Objectives:
#1 In the thread below, list every output line the shell printed in response to the commands in the question, in order.
#2 Reproduce the part of the thread below starting with "Let's the general" and going on through "for false .".

Text section:
○ ○ ○

为什么shell中的“false -a true”和“true -a false”返回不同的结果？

Question

IMO, -a and && are all and operation in shell, so I assume true -a false and false -a true would both return "false". Well the fact is

[root@master ~] true -a false
[root@master ~] echo $?
0
[root@master ~] false -a true
[root@master ~] echo $?
1

[root@master ~] a=[ true -a false ]
[root@master ~] echo $a
true
[root@master ~] a=[ false -a true ]
[root@master ~] echo $a
true

Why did this happen, and what should I do if I want to operate and in Shell?

Answer 1

Let's the general syntax of a command in shell is:

[var=val...] cmd [args...]

The var=val are exporting environment variable var with the value val for the duration of command cmd .

Why did this happen

Both commands true and false ignore arguments. true anything exits with 0 exit status, false anything exits with non-zero exit status. true -a false executes command true with two arguments, sting -a and string false . true ignores arguments, exits with zero exit status. The same for false .

○ ○ ○

Data block:
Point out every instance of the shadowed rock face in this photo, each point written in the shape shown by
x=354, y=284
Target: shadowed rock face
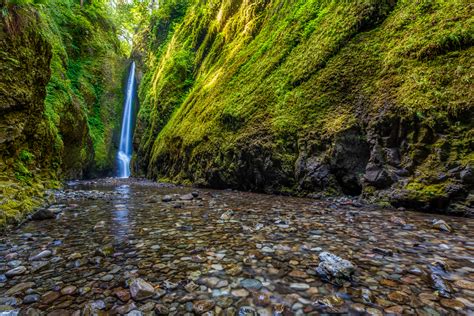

○ ○ ○

Answers per task:
#1
0
1
true
true

#2
Let's the general syntax of a command in shell is:

[var=val...] cmd [args...]

The var=val are exporting environment variable var with the value val for the duration of command cmd .

Why did this happen

Both commands true and false ignore arguments. true anything exits with 0 exit status, false anything exits with non-zero exit status. true -a false executes command true with two arguments, sting -a and string false . true ignores arguments, exits with zero exit status. The same for false .